··· GIVEN ENTRIES

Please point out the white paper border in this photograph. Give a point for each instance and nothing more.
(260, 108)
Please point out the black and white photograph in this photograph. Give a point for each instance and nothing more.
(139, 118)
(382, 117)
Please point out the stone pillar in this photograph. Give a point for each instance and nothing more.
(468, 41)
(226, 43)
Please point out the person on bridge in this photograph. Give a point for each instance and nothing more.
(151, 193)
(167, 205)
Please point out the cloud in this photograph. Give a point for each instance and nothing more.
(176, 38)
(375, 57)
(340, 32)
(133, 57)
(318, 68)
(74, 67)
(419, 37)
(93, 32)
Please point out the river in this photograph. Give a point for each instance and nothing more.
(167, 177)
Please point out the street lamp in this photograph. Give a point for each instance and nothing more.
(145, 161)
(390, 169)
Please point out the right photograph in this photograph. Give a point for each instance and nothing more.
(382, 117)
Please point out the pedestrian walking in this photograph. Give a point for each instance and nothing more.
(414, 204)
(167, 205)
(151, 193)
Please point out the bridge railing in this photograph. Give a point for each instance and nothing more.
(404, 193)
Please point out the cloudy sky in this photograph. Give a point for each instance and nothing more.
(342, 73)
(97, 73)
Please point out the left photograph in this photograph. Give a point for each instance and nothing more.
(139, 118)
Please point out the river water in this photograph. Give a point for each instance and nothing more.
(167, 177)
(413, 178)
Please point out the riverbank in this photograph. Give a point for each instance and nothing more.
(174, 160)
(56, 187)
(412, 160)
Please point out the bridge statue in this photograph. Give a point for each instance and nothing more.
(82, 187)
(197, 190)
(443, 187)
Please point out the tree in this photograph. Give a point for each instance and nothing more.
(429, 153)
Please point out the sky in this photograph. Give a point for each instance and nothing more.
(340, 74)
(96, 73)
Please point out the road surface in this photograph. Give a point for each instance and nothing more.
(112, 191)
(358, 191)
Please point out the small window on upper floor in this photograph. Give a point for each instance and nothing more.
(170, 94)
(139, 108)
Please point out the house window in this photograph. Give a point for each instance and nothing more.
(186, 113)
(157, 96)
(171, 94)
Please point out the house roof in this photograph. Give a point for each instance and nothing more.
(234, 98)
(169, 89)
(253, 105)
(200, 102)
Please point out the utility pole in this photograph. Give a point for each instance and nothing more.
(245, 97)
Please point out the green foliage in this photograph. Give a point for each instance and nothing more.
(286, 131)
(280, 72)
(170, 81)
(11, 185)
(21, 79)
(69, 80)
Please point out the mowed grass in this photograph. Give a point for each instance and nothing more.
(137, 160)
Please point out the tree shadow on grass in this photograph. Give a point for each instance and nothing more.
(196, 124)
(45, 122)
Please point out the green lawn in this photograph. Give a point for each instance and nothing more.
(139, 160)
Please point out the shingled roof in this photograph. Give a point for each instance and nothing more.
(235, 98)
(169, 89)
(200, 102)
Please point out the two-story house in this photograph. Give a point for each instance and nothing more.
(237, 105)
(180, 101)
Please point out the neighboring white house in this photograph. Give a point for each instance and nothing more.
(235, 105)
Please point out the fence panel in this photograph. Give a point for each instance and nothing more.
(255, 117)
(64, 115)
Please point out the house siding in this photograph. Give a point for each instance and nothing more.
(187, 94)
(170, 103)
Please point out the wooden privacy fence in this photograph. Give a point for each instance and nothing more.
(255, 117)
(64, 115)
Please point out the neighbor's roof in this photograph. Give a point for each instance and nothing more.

······

**JOB**
Render the material above as a JSON list of strings with one string per line, leaving out any blank lines.

**CORRECT RESULT**
[
  "Please point out the white paper border in this photograph. Give a point for each instance and nothing more.",
  "(260, 108)",
  "Please point out the black and white photograph in this photograph. Give a point for each instance and nothing more.",
  "(139, 118)",
  "(382, 117)",
  "Please point out the stone pillar in this photograph. Give a point for each instance and nothing more.",
  "(468, 41)",
  "(226, 43)",
  "Please point out the person on bridge in this photograph. Give a point for each instance and nothing more.",
  "(151, 193)",
  "(167, 205)",
  "Please point out the cloud in this photograph. Give a point for each instance and nothing more.",
  "(176, 38)",
  "(375, 57)",
  "(340, 32)",
  "(133, 57)",
  "(318, 68)",
  "(74, 67)",
  "(419, 37)",
  "(93, 32)",
  "Please point out the river in this photograph. Give a point for each instance and nothing more.",
  "(167, 177)",
  "Please point out the street lamp in this photograph. Give a point for each instance and nothing more.",
  "(145, 161)",
  "(390, 169)",
  "Please point out the right photograph in this photograph. Give a point for each instance and nothing more.",
  "(382, 117)",
  "Please point out the pedestrian walking in this photograph. Give a point for each instance and nothing more.",
  "(414, 204)",
  "(167, 205)",
  "(151, 193)",
  "Please point out the bridge railing in this photograph. Give a point for each instance and nothing more.",
  "(404, 193)",
  "Please point out the cloudy sky in this photograph. Give a point for each instance and nothing more.",
  "(342, 73)",
  "(97, 73)",
  "Please point out the left photograph in this photograph. Give a point for each instance and nothing more.",
  "(139, 118)",
  "Please point out the river water in this photograph. Give a point for each instance and nothing more.",
  "(167, 177)",
  "(413, 178)",
  "Please point out the riverbank in this photograph. Give a point for each instance and nothing more.",
  "(174, 160)",
  "(56, 187)",
  "(412, 160)",
  "Please point out the bridge statue in this photograph. Give a point for each instance and nothing more.",
  "(82, 187)",
  "(197, 190)",
  "(443, 187)",
  "Please point out the tree in this photograph. Give a point for each instance and nothing more.",
  "(429, 153)",
  "Please point out the sky in this photograph. Give a point for each instance and nothing more.",
  "(340, 74)",
  "(96, 73)",
  "Please point out the road surface in this photograph. Give a point for each instance and nothing more.",
  "(112, 191)",
  "(358, 191)",
  "Please point out the small window on upper floor in this photograph. Give a point for each instance and nothing more.",
  "(170, 94)",
  "(139, 108)",
  "Please point out the house window in this photograph. Give a point for each instance and nothing more.",
  "(186, 113)",
  "(157, 96)",
  "(171, 94)",
  "Please point out the house roof in this photograph. Give a point for each instance and nothing more.",
  "(234, 98)",
  "(169, 89)",
  "(253, 105)",
  "(200, 102)",
  "Please point out the utility pole in this photograph. Give a point for each instance and nothing more.",
  "(245, 97)",
  "Please point out the green foliage in this photograph. Give a point for each instance and nothing more.",
  "(286, 131)",
  "(280, 72)",
  "(170, 81)",
  "(11, 185)",
  "(21, 79)",
  "(69, 80)",
  "Please point out the mowed grass in this photograph. Give a point for each instance and nothing more.",
  "(137, 160)",
  "Please point out the tree shadow on grass in this photograph. Give a point for each instance and nothing more.",
  "(196, 124)",
  "(45, 122)",
  "Please point out the green lawn in this photograph. Give a point for each instance and nothing more.",
  "(139, 160)",
  "Please point out the shingled roof in this photograph. Give a point for each instance and nothing more.",
  "(235, 98)",
  "(169, 89)",
  "(200, 102)",
  "Please point out the two-story house in this photograph. Give a point for each instance and nothing more.",
  "(237, 105)",
  "(180, 101)",
  "Please point out the neighboring white house in this photograph. Give a point for each instance and nothing more.",
  "(235, 105)",
  "Please point out the fence panel in this photograph. Give a point for each instance and nothing more.",
  "(255, 117)",
  "(64, 115)",
  "Please point out the house siding in this photograph. Give a point for each instance and nothing more.",
  "(187, 94)",
  "(170, 103)",
  "Please point out the wooden privacy fence in this photograph. Give a point for each instance and nothing more.",
  "(255, 117)",
  "(64, 115)",
  "Please point out the neighbor's roof in this photograph. Give a point for each instance and nothing more."
]